= What the task asks =
Copy out the following data line for line, without changing a single character.

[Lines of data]
::::
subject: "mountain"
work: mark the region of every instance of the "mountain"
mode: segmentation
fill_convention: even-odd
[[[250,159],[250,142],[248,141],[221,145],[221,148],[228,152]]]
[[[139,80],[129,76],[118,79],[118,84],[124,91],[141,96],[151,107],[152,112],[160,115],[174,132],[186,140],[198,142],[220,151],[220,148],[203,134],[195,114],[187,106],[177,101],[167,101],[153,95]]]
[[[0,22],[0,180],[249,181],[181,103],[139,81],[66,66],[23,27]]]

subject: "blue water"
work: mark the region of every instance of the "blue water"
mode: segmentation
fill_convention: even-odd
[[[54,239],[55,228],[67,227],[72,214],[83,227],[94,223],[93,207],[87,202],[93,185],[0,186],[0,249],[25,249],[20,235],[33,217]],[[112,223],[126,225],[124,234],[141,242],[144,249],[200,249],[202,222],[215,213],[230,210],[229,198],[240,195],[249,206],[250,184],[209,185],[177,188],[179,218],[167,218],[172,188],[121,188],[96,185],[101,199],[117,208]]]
::::
= Worked answer =
subject: "mountain"
work: mark the region of every instance of the "mountain"
mode: segmentation
fill_convention: even-odd
[[[250,159],[250,142],[248,141],[221,145],[221,148],[228,152]]]
[[[139,80],[129,76],[118,79],[118,84],[124,91],[141,96],[151,107],[152,112],[160,115],[174,132],[186,140],[198,142],[220,151],[220,148],[203,134],[195,114],[187,106],[177,101],[167,101],[153,95]]]
[[[0,22],[0,180],[249,181],[181,103],[139,81],[66,66],[23,27]]]

subject: "blue water"
work: mark the region of every instance of the "blue water"
mode: segmentation
fill_convention: even-odd
[[[54,239],[55,228],[67,227],[72,214],[83,227],[94,223],[93,207],[87,202],[93,185],[0,186],[0,249],[25,249],[20,235],[33,217]],[[112,223],[126,225],[124,234],[141,242],[144,249],[200,249],[202,222],[215,213],[230,210],[229,198],[240,195],[249,206],[250,184],[209,185],[177,188],[179,218],[167,218],[172,188],[121,188],[96,185],[101,199],[117,208]]]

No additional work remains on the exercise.